Written request: Everything from the line containing "the white sock" through the last line of the data below is to be retyped exactly, apart from the pictures.

(Dataset entries)
========================================================================

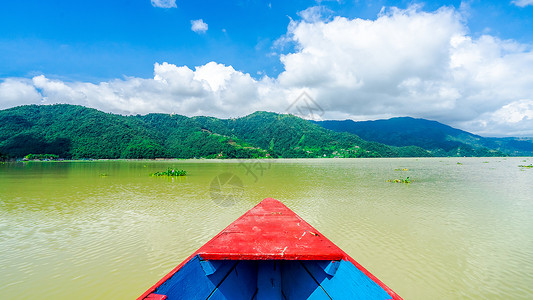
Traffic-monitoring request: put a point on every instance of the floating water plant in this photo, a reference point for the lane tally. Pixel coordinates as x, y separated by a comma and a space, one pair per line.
170, 172
401, 180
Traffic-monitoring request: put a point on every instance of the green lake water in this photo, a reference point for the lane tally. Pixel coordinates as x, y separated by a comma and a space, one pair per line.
463, 229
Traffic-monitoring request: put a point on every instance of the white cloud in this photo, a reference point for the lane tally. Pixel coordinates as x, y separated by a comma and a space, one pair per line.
198, 26
315, 14
404, 63
522, 3
17, 91
164, 3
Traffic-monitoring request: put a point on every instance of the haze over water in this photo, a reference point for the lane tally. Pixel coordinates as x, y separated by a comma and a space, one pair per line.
97, 229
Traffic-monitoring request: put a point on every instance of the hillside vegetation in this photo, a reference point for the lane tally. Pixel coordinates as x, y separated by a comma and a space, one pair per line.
439, 139
71, 131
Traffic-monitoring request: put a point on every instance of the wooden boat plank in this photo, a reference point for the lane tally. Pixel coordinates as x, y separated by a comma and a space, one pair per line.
270, 231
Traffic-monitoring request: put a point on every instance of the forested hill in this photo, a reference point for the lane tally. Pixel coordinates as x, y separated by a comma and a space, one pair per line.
438, 138
79, 132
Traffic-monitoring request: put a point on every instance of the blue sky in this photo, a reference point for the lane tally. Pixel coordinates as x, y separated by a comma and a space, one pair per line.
96, 52
98, 40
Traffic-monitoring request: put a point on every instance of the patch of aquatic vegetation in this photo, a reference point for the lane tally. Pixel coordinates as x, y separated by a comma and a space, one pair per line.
401, 180
170, 172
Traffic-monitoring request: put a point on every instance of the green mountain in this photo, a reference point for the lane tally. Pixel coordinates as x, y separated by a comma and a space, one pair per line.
439, 139
79, 132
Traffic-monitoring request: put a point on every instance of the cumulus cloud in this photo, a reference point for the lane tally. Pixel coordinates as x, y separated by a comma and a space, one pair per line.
198, 26
522, 3
164, 3
18, 91
404, 63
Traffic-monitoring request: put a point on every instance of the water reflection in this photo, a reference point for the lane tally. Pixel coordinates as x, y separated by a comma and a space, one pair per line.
457, 231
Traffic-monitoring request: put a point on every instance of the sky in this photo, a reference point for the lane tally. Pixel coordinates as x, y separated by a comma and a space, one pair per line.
468, 64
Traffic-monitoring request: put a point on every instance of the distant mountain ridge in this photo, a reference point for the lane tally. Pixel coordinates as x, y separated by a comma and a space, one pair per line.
438, 138
78, 132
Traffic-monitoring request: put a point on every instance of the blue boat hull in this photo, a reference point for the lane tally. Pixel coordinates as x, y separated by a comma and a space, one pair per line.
269, 279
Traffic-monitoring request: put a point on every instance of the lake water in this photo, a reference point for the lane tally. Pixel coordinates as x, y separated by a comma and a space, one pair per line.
463, 228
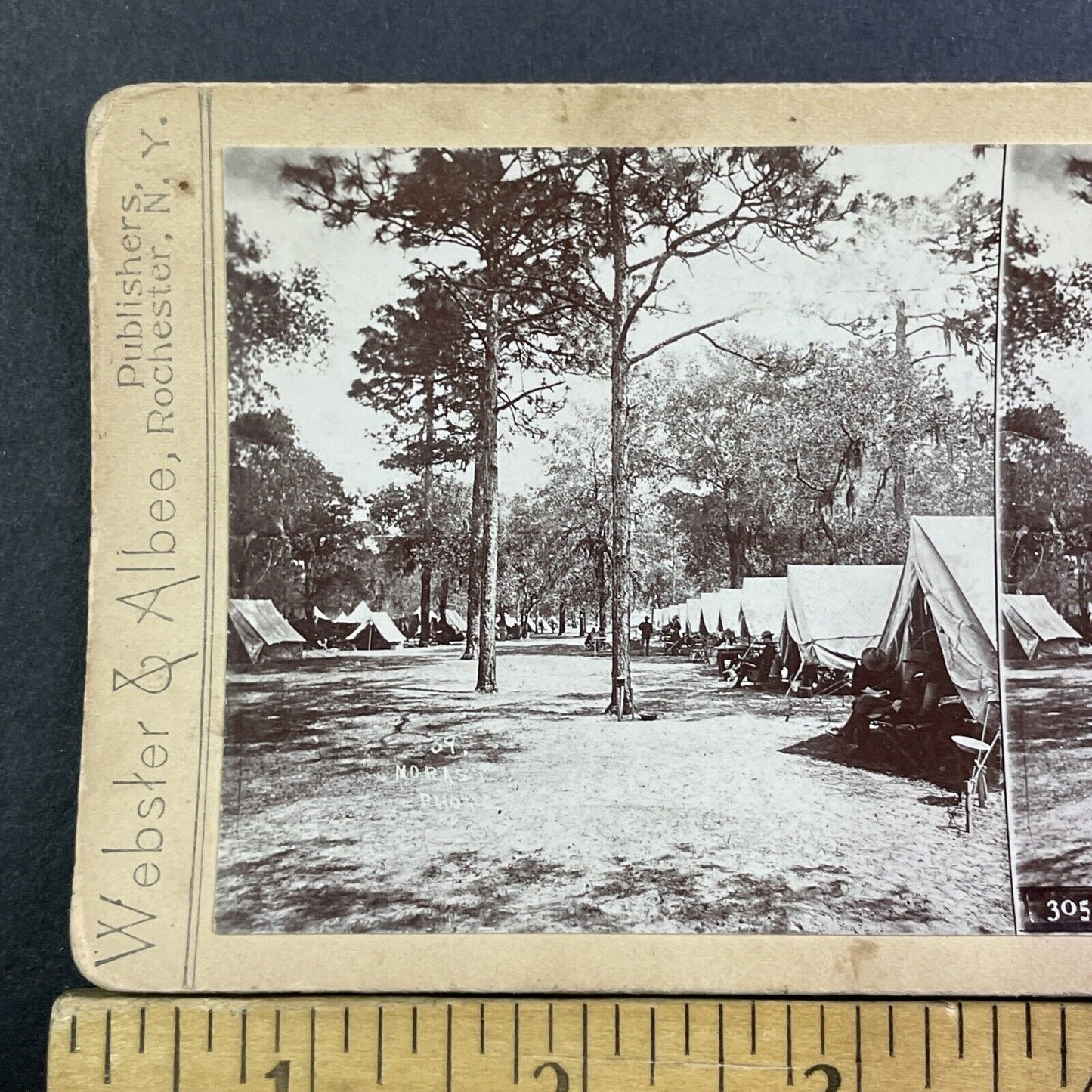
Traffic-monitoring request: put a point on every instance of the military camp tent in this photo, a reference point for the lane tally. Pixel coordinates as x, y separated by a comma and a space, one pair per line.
258, 631
948, 586
360, 614
729, 608
454, 630
763, 606
711, 611
691, 620
1038, 630
456, 623
834, 611
379, 631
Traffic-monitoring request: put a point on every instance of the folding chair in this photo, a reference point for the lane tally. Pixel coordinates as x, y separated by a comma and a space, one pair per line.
976, 787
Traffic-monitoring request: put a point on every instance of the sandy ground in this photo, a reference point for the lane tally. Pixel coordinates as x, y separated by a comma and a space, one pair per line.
1048, 707
378, 793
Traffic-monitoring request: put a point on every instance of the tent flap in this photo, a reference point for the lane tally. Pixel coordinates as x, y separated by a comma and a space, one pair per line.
834, 611
763, 605
951, 559
260, 626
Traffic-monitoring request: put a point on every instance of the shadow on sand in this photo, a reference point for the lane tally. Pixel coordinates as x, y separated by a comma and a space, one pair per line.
940, 766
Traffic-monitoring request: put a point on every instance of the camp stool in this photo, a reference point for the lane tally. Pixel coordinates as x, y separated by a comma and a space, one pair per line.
976, 787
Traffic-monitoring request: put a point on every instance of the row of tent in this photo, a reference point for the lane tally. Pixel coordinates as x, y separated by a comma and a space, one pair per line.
257, 630
947, 586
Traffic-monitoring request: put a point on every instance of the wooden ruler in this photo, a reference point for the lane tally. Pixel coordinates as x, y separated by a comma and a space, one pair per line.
436, 1044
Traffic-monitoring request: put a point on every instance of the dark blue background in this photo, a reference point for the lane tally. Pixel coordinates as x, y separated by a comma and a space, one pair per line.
56, 59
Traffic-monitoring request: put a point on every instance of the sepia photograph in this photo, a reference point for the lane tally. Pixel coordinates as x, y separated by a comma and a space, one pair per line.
613, 543
1045, 513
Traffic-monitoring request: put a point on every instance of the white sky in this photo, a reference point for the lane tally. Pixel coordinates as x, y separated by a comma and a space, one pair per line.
775, 295
1037, 184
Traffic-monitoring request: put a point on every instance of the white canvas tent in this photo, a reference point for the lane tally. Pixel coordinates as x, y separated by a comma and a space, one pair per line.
1038, 630
731, 599
691, 620
763, 605
950, 574
456, 621
834, 611
360, 614
379, 631
259, 631
711, 611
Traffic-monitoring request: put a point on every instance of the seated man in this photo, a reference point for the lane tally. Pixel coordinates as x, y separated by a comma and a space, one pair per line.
883, 688
757, 664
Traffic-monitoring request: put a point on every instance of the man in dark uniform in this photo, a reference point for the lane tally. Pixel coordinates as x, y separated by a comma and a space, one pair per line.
881, 688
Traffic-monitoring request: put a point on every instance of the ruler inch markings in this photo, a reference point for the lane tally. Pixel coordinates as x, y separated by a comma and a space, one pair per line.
184, 1044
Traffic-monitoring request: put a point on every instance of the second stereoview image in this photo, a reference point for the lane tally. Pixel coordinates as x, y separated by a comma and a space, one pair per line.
613, 544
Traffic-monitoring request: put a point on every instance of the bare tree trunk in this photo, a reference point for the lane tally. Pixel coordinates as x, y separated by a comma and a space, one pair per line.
474, 578
441, 606
620, 498
899, 456
490, 508
601, 591
425, 633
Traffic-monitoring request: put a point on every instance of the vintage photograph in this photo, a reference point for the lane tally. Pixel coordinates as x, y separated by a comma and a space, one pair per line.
1045, 511
613, 544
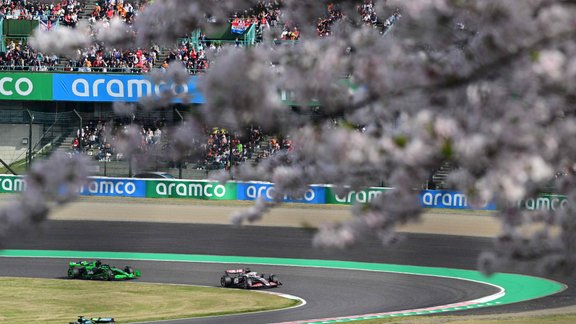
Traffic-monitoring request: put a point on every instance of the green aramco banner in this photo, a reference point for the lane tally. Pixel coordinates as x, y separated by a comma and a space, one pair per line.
208, 190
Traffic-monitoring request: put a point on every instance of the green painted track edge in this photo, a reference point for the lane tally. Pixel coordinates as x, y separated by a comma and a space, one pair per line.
516, 288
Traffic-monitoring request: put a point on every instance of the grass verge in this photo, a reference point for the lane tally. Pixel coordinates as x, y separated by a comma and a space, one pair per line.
484, 319
27, 300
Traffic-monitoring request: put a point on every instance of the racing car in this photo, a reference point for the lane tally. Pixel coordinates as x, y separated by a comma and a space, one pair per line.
93, 320
248, 279
98, 271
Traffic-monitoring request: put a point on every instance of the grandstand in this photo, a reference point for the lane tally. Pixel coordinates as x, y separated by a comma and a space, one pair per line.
55, 103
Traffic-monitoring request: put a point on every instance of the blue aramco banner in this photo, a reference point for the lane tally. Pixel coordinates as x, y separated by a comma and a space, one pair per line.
114, 187
119, 87
450, 200
254, 190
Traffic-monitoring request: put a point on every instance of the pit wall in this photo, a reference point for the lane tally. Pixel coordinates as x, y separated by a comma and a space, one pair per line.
237, 190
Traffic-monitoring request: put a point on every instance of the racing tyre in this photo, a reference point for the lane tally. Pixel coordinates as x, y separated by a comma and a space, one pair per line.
226, 281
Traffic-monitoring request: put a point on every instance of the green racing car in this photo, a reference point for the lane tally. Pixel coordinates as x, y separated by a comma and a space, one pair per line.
95, 270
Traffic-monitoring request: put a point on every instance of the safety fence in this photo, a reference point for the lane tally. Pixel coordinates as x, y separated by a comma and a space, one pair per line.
238, 190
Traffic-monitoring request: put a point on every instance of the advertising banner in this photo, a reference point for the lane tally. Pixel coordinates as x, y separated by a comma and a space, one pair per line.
25, 86
114, 187
361, 196
254, 190
100, 87
208, 190
449, 200
544, 202
11, 184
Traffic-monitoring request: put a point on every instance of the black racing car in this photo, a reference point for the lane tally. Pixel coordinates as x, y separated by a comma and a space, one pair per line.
247, 279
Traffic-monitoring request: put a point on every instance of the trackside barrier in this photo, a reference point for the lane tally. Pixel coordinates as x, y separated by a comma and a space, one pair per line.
253, 190
316, 194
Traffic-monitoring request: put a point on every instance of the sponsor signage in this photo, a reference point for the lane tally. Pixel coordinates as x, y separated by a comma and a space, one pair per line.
209, 190
114, 187
254, 190
352, 197
450, 200
25, 86
118, 87
10, 184
544, 202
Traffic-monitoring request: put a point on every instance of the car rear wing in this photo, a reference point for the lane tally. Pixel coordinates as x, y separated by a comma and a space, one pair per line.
234, 271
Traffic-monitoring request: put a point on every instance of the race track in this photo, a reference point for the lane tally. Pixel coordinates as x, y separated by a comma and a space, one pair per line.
328, 292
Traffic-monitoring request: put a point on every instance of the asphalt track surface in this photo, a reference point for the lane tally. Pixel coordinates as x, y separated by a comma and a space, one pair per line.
329, 292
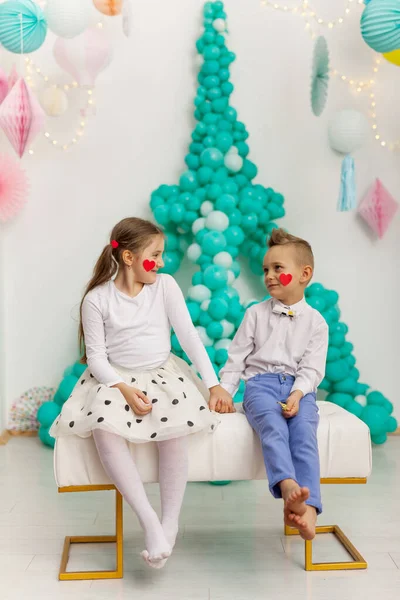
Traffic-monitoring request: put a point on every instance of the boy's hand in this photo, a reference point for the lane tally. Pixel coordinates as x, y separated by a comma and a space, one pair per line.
220, 400
292, 404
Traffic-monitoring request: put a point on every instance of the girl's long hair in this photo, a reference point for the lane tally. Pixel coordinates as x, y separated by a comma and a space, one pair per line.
131, 234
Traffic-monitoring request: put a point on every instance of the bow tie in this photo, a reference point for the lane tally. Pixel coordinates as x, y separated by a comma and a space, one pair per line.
284, 310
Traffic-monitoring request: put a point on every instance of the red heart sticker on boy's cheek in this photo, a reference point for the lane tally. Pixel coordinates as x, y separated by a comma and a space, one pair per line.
285, 279
149, 264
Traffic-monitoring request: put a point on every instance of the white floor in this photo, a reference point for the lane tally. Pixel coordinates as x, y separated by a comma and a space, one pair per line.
231, 545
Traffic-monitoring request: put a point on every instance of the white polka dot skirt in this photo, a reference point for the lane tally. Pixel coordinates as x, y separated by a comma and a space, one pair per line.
177, 395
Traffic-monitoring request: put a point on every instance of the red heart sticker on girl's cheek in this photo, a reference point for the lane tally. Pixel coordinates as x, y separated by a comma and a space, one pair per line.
149, 264
285, 279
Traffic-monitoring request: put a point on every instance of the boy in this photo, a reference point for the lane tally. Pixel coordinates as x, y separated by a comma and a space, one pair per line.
280, 351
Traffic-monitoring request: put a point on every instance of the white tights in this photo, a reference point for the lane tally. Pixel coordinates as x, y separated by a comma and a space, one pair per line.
119, 465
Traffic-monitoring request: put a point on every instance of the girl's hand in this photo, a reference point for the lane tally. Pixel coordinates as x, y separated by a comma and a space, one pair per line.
137, 400
220, 400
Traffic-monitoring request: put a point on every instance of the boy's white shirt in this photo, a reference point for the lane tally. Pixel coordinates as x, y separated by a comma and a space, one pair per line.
268, 341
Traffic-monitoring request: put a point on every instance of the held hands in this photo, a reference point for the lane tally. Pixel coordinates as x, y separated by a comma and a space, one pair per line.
136, 399
220, 400
292, 404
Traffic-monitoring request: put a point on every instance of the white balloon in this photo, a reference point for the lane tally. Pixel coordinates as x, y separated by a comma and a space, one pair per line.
228, 328
199, 292
204, 305
193, 252
206, 208
233, 162
203, 336
198, 225
217, 220
347, 131
219, 25
223, 259
222, 344
54, 101
67, 18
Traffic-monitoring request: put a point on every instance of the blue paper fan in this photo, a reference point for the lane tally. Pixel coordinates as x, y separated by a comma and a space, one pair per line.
320, 76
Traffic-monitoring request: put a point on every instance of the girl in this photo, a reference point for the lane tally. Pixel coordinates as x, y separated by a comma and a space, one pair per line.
134, 389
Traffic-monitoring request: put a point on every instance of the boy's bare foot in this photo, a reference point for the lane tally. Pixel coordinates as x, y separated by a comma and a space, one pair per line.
305, 523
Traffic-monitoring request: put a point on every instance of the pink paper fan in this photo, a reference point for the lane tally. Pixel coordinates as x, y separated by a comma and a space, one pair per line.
21, 116
13, 187
378, 208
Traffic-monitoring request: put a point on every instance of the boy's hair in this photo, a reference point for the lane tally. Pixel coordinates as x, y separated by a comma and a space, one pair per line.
131, 234
304, 253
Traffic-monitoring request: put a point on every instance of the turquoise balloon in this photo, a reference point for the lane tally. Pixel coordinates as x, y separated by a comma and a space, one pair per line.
218, 308
188, 181
34, 26
215, 277
212, 157
66, 387
215, 330
213, 242
45, 437
48, 413
79, 369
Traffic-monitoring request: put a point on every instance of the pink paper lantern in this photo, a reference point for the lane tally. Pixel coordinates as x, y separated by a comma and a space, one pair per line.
21, 117
84, 56
13, 187
3, 85
378, 208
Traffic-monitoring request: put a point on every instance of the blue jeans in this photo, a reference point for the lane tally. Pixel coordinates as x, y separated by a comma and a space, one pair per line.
289, 446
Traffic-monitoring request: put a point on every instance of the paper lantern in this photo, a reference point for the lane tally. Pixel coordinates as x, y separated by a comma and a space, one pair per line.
3, 85
380, 25
84, 56
67, 19
21, 117
320, 76
378, 208
111, 8
13, 187
34, 27
54, 101
347, 131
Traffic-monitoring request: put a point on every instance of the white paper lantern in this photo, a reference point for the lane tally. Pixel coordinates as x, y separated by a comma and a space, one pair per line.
199, 293
54, 101
223, 259
198, 225
193, 252
67, 18
217, 220
206, 208
347, 131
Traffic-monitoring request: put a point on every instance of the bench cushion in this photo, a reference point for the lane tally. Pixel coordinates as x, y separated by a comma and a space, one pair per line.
233, 452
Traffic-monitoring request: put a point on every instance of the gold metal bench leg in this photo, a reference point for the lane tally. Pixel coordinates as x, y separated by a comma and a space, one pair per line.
65, 575
358, 561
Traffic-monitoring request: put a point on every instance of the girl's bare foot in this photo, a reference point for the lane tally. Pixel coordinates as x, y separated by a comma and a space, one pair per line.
305, 523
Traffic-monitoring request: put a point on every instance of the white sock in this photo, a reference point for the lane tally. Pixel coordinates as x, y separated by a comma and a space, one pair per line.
173, 474
120, 467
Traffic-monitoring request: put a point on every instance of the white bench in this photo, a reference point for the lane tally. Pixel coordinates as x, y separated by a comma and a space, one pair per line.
232, 452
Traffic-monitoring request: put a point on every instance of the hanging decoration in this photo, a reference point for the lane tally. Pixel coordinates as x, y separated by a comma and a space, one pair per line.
84, 56
67, 18
23, 26
3, 85
380, 25
21, 117
378, 208
13, 187
54, 101
320, 76
347, 132
111, 8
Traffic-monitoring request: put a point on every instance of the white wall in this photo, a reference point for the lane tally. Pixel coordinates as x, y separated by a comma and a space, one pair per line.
138, 140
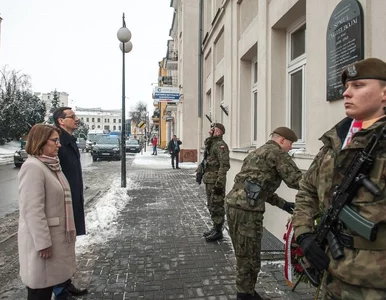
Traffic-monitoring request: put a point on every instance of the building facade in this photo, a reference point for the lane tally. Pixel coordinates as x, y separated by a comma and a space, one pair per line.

========================================================================

Finished exercise:
Traffic-monitoring request: put a point on every instance of the white sock in this photo, a reference point for the lane tally. Pixel coordinates as x, y separated by a comma and a space, one pair per line.
173, 474
120, 467
Traffic-monitoring request: put a point on every instance of the white bench in this photo, a reference point for the lane tally. Pixel coordinates as x, y separated by a comma and a space, one pair per line.
232, 452
Traffic-monitoring request: put a point on every instance of the hanging decoration in this photo, a reference point for the lane tally. Pixel coordinates as x, y separated by a comma and a space, one pair per line.
84, 56
67, 18
23, 26
3, 85
380, 25
21, 117
378, 208
13, 187
54, 101
320, 76
347, 132
111, 8
Traffic-monitoring request: put a point on every instance of the white wall in this photo, a reference point for the lane tally. Pixel coordinates as x, y separated by a comma and a space, one pair per line.
138, 140
Traffic-monitoring request: put a point on every instance of the building facade in this photo, a reference point for the lane tally. Pixel coordinates as x, y separated by a comma and a space, one pair per line.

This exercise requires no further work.